**YOUR GOAL:** Please pull out every line of the entries below that contains the string "frame".

**Records:**
◇ ◇ ◇

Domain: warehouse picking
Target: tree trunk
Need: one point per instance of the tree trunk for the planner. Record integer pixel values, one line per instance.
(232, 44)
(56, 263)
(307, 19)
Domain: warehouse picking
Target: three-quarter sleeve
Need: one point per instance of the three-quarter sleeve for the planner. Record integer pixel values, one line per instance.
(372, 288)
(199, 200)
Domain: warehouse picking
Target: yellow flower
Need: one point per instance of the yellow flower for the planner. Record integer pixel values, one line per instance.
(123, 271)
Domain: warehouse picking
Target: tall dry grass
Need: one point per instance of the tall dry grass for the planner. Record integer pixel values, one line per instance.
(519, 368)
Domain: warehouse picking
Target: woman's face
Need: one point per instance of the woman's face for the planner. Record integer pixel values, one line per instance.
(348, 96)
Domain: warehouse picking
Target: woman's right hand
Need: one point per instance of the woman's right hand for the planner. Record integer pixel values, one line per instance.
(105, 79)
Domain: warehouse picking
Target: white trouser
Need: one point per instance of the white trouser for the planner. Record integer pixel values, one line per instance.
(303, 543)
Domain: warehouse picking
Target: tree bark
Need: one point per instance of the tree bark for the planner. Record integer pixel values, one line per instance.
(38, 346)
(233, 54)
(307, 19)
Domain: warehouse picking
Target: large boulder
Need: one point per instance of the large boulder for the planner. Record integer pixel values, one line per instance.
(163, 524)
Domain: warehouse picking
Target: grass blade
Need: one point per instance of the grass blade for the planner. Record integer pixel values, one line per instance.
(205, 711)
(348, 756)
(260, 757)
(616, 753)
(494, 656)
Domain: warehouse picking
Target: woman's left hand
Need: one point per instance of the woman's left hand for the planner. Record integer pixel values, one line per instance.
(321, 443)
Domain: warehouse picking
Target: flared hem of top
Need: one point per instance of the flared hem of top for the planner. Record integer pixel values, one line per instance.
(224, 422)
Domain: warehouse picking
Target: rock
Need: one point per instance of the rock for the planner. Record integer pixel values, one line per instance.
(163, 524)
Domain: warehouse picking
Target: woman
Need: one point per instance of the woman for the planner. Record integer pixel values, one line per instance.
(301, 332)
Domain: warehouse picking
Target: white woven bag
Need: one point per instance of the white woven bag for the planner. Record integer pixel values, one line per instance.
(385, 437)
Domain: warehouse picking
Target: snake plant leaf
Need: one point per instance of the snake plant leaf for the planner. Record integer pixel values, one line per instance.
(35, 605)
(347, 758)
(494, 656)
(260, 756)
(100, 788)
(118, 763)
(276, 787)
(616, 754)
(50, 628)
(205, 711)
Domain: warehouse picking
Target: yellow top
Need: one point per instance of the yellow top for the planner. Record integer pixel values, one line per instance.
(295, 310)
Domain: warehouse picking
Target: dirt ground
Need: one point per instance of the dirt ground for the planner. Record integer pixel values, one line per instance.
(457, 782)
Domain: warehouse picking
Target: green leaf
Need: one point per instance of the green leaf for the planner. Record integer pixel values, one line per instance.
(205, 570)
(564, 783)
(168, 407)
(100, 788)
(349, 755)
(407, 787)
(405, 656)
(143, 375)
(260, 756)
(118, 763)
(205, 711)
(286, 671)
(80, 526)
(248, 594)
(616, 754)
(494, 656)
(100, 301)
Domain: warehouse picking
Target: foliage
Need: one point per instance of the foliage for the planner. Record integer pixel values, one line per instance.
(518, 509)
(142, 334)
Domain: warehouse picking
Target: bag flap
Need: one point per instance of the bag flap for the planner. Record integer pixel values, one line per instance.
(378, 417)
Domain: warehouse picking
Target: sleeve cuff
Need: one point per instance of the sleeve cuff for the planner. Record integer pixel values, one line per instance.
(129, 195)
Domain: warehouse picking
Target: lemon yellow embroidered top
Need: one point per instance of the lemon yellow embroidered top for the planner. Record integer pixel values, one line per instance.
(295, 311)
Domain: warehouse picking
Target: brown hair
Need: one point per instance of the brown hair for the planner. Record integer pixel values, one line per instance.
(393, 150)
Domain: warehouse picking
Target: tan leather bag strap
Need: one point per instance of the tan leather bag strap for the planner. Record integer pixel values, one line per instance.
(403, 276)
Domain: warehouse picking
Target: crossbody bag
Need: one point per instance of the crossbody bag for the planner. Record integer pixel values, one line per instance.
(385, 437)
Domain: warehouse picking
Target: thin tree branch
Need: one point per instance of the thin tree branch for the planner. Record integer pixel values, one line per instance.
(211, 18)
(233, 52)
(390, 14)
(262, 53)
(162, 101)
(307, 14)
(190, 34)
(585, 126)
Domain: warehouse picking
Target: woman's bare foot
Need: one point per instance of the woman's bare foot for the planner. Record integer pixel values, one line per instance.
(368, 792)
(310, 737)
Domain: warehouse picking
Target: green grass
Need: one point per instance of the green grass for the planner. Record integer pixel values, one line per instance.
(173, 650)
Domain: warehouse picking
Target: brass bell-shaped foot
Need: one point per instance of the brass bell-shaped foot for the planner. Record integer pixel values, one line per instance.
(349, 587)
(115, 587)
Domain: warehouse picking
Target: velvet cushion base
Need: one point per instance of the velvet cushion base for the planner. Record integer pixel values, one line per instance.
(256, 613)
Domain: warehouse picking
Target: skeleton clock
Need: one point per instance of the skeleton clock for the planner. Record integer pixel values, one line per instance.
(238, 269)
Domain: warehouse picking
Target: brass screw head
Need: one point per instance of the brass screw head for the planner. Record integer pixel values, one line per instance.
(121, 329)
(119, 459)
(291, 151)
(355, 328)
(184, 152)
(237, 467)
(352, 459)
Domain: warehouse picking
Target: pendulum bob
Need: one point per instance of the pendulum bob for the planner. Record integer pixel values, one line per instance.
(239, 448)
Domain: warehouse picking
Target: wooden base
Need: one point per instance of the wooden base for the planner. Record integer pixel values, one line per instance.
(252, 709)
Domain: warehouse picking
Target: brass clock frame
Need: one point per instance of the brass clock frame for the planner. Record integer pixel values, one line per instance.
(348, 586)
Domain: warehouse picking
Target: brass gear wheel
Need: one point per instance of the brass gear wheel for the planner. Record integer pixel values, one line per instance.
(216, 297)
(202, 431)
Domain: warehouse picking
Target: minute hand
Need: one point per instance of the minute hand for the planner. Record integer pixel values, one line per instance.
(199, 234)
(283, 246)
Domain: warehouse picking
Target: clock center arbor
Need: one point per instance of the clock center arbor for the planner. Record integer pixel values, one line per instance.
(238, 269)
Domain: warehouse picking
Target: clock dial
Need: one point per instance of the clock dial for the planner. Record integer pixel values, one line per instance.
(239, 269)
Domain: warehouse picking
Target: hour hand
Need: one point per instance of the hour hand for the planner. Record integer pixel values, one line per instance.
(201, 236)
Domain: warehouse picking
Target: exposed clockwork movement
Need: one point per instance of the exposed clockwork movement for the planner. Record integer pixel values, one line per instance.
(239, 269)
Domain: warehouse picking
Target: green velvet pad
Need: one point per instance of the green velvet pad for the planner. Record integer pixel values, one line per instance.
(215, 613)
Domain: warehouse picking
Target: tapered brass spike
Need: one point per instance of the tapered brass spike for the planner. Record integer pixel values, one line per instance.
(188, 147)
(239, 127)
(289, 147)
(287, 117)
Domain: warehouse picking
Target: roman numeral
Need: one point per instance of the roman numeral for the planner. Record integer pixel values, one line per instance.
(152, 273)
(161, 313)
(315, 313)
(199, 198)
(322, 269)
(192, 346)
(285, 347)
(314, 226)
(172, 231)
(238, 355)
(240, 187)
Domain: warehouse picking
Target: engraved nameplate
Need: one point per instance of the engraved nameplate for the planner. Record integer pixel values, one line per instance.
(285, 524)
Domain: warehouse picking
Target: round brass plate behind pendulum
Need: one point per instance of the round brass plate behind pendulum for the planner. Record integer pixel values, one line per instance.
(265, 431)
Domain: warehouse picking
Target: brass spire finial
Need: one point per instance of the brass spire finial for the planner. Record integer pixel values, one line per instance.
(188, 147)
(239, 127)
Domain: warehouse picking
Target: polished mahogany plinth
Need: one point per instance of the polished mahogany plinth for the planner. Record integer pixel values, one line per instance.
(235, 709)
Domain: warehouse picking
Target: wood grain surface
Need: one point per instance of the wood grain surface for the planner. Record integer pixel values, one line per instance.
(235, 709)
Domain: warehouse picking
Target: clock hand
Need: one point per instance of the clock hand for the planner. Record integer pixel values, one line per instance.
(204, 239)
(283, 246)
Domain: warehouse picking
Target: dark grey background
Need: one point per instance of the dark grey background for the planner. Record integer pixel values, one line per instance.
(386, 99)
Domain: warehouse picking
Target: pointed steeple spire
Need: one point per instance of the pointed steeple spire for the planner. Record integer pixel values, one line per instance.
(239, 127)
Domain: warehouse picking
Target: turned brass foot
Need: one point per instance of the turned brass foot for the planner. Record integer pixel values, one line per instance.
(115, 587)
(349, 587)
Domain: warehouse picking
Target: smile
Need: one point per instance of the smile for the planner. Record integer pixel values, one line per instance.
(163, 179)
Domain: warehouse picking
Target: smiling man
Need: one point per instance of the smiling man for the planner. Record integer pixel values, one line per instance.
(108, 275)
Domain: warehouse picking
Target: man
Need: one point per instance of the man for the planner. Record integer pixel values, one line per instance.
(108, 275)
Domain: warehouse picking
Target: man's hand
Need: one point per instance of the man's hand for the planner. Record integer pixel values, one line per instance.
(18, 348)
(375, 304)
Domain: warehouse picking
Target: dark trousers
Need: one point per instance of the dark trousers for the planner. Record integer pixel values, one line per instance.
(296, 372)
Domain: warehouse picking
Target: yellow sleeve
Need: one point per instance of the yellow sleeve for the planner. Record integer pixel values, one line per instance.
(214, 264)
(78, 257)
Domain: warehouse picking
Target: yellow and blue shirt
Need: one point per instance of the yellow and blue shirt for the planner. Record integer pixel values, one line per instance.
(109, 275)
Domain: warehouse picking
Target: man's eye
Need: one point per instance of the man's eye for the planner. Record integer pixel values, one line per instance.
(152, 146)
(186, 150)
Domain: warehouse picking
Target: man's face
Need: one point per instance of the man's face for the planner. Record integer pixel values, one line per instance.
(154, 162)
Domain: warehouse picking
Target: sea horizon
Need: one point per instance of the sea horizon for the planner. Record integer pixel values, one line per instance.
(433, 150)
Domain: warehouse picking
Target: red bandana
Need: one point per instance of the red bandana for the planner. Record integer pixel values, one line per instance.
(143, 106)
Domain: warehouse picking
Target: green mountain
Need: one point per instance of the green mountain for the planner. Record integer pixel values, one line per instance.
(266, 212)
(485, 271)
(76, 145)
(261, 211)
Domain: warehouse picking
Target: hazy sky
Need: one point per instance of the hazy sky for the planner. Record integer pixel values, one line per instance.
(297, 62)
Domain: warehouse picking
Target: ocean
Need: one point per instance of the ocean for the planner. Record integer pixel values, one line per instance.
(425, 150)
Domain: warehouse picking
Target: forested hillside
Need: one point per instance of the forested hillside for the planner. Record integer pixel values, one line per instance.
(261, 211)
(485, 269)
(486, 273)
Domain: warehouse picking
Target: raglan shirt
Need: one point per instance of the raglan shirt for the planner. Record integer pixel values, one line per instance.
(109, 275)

◇ ◇ ◇

**TASK OUTPUT:**
Target: brass clock frame
Need: one point per instance of the brass clock frame for the planner. Record integer pixel values, one line per instance.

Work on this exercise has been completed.